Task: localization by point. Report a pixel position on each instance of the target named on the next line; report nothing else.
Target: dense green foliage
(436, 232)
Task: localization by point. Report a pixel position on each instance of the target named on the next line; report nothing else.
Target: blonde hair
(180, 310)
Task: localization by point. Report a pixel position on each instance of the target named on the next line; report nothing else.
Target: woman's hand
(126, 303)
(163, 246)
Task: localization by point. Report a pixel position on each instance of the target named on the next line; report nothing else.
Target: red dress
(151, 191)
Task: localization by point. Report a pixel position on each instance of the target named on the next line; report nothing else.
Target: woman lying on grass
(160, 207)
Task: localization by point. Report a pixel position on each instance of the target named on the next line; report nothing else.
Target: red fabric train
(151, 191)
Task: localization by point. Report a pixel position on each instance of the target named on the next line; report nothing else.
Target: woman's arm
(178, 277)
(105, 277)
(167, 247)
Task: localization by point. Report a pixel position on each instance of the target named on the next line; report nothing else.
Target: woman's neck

####

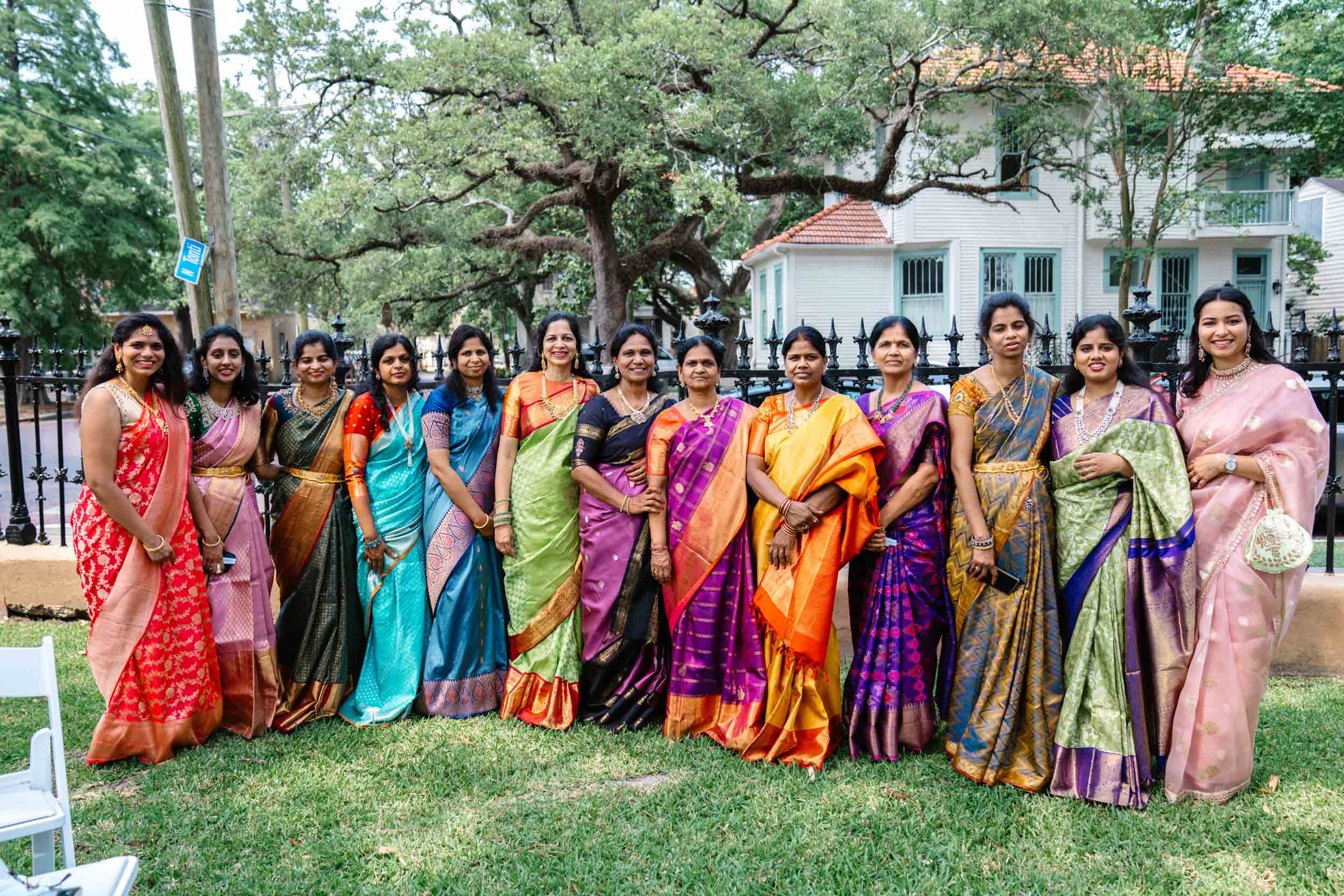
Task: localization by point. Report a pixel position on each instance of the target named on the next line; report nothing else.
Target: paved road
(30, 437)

####

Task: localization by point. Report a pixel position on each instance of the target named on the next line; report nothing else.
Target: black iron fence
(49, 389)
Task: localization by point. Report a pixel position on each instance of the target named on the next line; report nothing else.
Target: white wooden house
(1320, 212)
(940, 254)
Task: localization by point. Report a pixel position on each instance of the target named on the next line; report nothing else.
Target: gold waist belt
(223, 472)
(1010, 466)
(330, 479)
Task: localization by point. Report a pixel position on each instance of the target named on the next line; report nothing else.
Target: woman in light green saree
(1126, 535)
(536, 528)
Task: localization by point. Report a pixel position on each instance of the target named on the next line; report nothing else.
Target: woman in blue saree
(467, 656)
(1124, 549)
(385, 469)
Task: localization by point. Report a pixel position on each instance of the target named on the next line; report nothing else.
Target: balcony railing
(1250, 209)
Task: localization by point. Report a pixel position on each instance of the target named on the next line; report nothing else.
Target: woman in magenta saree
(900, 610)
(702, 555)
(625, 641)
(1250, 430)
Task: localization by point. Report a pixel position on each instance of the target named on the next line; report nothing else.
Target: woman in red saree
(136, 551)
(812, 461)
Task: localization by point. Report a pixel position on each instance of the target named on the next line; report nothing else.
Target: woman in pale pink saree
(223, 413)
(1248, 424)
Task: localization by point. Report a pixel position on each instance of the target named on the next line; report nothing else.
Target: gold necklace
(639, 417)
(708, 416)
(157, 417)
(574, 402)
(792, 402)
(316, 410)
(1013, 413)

####

Work instruction: Give back, exactly as written, the stretch from the line with "Target: red fabric train" through the line with "Target: woman's neck", and no other lines from the records above.

Answer section:
Target: red fabric train
(151, 191)
Task: localization by point. Report a pixel position on each instance of the target named on the next line; report nothing else.
Target: woman's arm
(178, 277)
(105, 277)
(167, 247)
Task: localization by point. Report a pixel position on each instance of the target named on the next line; report nothing else.
Target: woman's neck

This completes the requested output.